## SOURCE EXTRACT
Archduke Joseph Franz Leopold of Austria (9 April 1799 – 30 June 1807) was the second son and seventh child of Francis II, the last Holy Roman Emperor and his second wife, Maria Theresa of Naples and Sicily, daughter of Ferdinand I of the Two Sicilies and his wife Maria Carolina of Austria. He was their fourth child to die.

Biography

Archduke Joseph Franz was born at the Hofburg Imperial Palace, where all of his siblings were born. Joseph's mother Maria Theresa died after giving birth to a short-lived daughter, Amalie, in 1807.

He was a lively child and one of the favourite children of his mother and possibly even his father.

## WRITTEN EXERCISE 1
Identify each line of the records containing the string "black" and copy those lines in full.
The biography of Archduke Joseph Franz has no connection to the records that come next.

## THE DATA
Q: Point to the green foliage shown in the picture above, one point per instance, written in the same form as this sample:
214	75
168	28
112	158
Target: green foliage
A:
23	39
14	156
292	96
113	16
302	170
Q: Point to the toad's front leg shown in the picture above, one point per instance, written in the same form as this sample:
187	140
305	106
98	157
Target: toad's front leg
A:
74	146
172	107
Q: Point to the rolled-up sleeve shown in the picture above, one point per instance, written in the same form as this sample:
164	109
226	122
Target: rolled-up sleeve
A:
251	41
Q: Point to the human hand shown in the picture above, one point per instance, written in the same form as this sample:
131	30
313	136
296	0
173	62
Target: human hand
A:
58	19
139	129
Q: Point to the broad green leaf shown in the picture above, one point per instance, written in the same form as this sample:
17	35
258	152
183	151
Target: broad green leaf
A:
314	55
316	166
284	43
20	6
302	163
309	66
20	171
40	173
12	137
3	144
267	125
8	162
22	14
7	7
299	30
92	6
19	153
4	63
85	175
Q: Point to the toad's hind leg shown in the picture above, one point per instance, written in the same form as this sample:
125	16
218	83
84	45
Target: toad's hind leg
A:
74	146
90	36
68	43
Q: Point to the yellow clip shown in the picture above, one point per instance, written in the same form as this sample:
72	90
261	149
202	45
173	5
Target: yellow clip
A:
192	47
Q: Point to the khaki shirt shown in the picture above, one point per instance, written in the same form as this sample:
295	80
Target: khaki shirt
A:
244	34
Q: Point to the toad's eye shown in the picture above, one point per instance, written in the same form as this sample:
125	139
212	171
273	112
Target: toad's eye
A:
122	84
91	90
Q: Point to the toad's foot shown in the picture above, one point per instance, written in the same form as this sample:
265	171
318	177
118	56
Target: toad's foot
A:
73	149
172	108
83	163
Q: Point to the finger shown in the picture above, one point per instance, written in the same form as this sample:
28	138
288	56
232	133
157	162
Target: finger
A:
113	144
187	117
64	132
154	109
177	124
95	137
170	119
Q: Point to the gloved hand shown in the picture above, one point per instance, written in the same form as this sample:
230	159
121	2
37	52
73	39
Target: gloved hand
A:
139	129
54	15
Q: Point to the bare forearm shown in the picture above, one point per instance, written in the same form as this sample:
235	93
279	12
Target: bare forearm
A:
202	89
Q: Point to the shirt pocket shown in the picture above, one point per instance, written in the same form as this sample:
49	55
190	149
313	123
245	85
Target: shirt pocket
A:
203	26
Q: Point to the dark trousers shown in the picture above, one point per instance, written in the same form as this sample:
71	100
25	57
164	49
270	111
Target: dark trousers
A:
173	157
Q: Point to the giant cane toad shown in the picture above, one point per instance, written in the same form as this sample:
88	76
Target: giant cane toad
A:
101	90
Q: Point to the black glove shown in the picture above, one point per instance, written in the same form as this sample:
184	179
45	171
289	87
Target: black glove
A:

## WRITTEN EXERCISE 2
Continue the biography of Archduke Joseph Franz from its last sentence.

## OUTPUT 1
Q: Point to the black glove shown in the picture above, one point per instance, written in the same form as this sample:
Target: black glove

## OUTPUT 2
On 30 June 1807, just one month after the passing of his mother, the 8 year-old Archduke died at the Hofburg Palace of either yellow fever or smallpox, though yellow fever seems to be the most acceptable, as the outbreak was in the United States in 1803 and most of the American plagues extended to Europe in a matter of 2–4 years.

Joseph Franz was buried at the Capuchin Church in Vienna, more specifically in the Imperial Crypt (his heart is buried in the Herzgruft chamber), the burial place of his family.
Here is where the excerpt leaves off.